- WORK TO BE COMPLETED
Write out every line of the entries below, requests included, and multiply each bounding-box coordinate in the answers by 2.55, rounding to whole numbers with halves rounded up. Omit the pictures.

Start DATA PROVIDED

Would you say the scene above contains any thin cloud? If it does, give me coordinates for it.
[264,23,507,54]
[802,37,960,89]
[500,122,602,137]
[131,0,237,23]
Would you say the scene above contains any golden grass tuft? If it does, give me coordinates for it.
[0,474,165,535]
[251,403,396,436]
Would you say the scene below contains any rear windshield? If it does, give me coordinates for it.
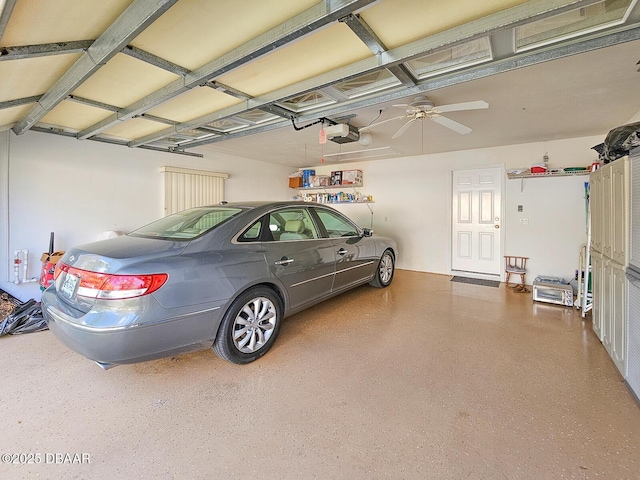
[129,207,242,240]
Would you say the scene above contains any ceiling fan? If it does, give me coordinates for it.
[359,97,489,138]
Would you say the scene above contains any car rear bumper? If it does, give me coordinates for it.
[41,288,221,364]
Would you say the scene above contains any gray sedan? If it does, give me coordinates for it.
[42,202,397,368]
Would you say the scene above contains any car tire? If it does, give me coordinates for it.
[369,250,395,288]
[213,287,282,364]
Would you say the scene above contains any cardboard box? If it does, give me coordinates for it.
[342,170,362,187]
[289,177,302,188]
[311,175,331,187]
[40,252,64,265]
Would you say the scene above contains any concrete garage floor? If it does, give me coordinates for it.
[0,271,640,480]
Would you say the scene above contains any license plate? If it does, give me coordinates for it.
[60,274,80,298]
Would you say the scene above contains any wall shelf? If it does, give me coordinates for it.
[290,183,362,190]
[507,169,591,180]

End DATA PROVIDED

- RESPONSE TO THIS TASK
Would you say the scene above contains any thin cloud? If it does, give me coordinates for it.
[673,59,1293,138]
[2045,94,2448,227]
[1275,311,1535,349]
[334,0,604,59]
Would you say the scene above contains any golden grass tuft? If it does, give me coordinates for it.
[0,1209,421,1364]
[640,1028,1010,1112]
Would you say the scene below contains any rear windshield? If it does, give me coordinates for it.
[329,528,617,612]
Would you say the scene above contains any ceiling fan? If it does, give me coordinates for it.
[915,247,1247,352]
Would you say the scene above contains any car rear bumper? If it does, give me coordinates for it.
[105,734,564,928]
Would you say the scene above contains any gray sedan? If it does, give me coordinates for it.
[107,515,1012,938]
Would you say the scene above contains any car tire? If it does, give me coordinates for it.
[941,638,1007,734]
[543,732,719,928]
Would you say the scene above contains any cardboard box? If it does, give me coordinates for it.
[872,434,923,477]
[737,451,770,479]
[793,446,844,477]
[102,643,163,676]
Would you say the scene above contains any concrete garage floor? If it does, give me coordinates for it.
[0,691,1632,1224]
Would you say the scene above contains any license plate? If it does, give me coordinates for it.
[153,699,204,760]
Would you say the scene above contains any wall shelf? If it does, give me coordinates for it.
[740,467,923,485]
[1293,431,1507,459]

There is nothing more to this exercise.